I remember when we were put on 24hr notice to deploy to the gulf, and filled out our wills and said our goodbyes.  I made my peace with my gods (I'm one of those annoying non christian types), and prepared myself to do my duty.  I won't say I was thrilled with the prospect of getting killed, but in all honesty, after years of training, the urge to test yourself in the fire, to face the ultimate test was strong.  It's not like I was burning with the desire to kill people, actually, that wasn't really in my thoughts.  I wanted to face the test my father faced in the Congo, my Granfather faced at Normandy, his father at Ypres.  I wanted to know if I was equal to the task.  I had the training, I had the knowledge, I had the desire; but did I have what it took for real.  Saddam collapsed before our deployment overseas, we were all worked up for a war that was over.  I do regret not having the chance to fight.  Civilians who hear this paint me as some sort of psycho, but that is civvy BS.  All of us who served prepared ourselves for war in the service to our country, how many of us who never had to do our duty in the face of enemy fire, day after day, week after week, will always wonder if we would have passed that test?


----------



## Pte. Bloggins (22 Feb 2005)

Amen to that.


----------



## Bav2002 (23 Feb 2005)

pbi, Mad Max, etc.  you dont know me.  I can understand how people could be hard pressed by some of my opinions - ofcourse, i am questioning the beliefs of many soldiers.  I am a damn good soldier, i look out for all of my buddies and work to the best of my ability.  I think this topic scares a lot of people, but as one meets new people, as i have learned myself, you will begin to think in different ways.

A good friend of mine for years is an immigrant from south eastern europe.  He's told me stories that could blow my ears off - he had grown up in war all his life.  He has allways said that one can never understand war unless it has hit your own home.  Being, we think very differently of war and death simply because in our lives nobody has shelled any canadian cities, or killed our families on OUR OWN LAND.  

I come from a country myself that has felt effects of civil war (My english )  Not in my time however...

I would not die for a country but i would die for my blood, family, etc.  If canada was under a threat, i would do all duties to my best abilities.  Even if i was forced to fight against my beleifs, i WOULD fight becuase of my fellow soldiers welfare.  

MarineRjohntomas' post was very interesting, I ask the question however - why must you test yourself in the face of war?  What is the fufillment?

Passion, courage, loyalty - all charateristics we hear of soldiers every day.  They seem merely surface characteristics, look deep down, see who we really are.


----------



## pbi (23 Feb 2005)

WHAT IS BEING ASKED: Carry on the forum thread about soldiers preparing for war from the point where it stops. The data that comes next is not needed for this work.

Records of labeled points
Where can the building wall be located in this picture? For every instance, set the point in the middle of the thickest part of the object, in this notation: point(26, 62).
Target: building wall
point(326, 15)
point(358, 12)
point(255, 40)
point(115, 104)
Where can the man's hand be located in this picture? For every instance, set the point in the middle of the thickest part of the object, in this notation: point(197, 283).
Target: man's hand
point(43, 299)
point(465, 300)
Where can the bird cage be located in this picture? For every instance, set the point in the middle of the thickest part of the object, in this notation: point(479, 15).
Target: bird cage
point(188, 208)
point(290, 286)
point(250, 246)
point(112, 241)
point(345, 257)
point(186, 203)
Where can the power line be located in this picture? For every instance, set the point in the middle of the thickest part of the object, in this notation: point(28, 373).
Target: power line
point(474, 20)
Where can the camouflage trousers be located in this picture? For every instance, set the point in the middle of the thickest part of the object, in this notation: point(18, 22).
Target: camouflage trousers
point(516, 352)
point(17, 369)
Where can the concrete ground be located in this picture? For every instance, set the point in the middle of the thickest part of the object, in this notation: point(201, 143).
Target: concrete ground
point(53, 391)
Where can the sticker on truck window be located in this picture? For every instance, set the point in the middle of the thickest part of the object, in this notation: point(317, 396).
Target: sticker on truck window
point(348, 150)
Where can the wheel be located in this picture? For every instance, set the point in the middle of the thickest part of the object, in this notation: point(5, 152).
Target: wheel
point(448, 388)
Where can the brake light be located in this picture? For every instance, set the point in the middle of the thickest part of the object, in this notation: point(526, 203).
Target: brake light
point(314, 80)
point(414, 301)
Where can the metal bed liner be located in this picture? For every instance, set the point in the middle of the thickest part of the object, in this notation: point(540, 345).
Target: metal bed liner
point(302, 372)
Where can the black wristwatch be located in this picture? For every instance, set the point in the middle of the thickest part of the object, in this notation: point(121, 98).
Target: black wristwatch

RESULT BELOW:
Bav2002: IMHO your most recent post represents a bit of a change from your original position. Originally, you said:



> I have a hard time continuing to serve in the armed forces when i see or hear of people being killed because "he said so"   or "for the country"   "freedom".



and also



> I have a hard time understanding how a soldier could kill another soldier due to political reasons.   No matter how hard it boils down to, reasons for war are allways a political matter.     Sure you hear how it is ones duty and what not, protecting canada.   But really, It feels as a soldier myself, were all pupets.   There is no way possible to rationalize the right to kill another person, maybe its LAWFUL - but not RIGHT



But then in a later post, once challenged, you went on to insist:



> I am a damn good soldier, i look out for all of my buddies



I fail to understand how a person holding the beliefs you outlined in your first post could be a good soldier, or indeed any kind of soldier. Then, most telling, you went on to say:



> I would not die for a country but i would die for my blood, family, etc.   If canada was under a threat, i would do all duties to my best abilities.   Even if i was forced to fight against my beleifs, i WOULD fight becuase of my fellow soldiers welfare.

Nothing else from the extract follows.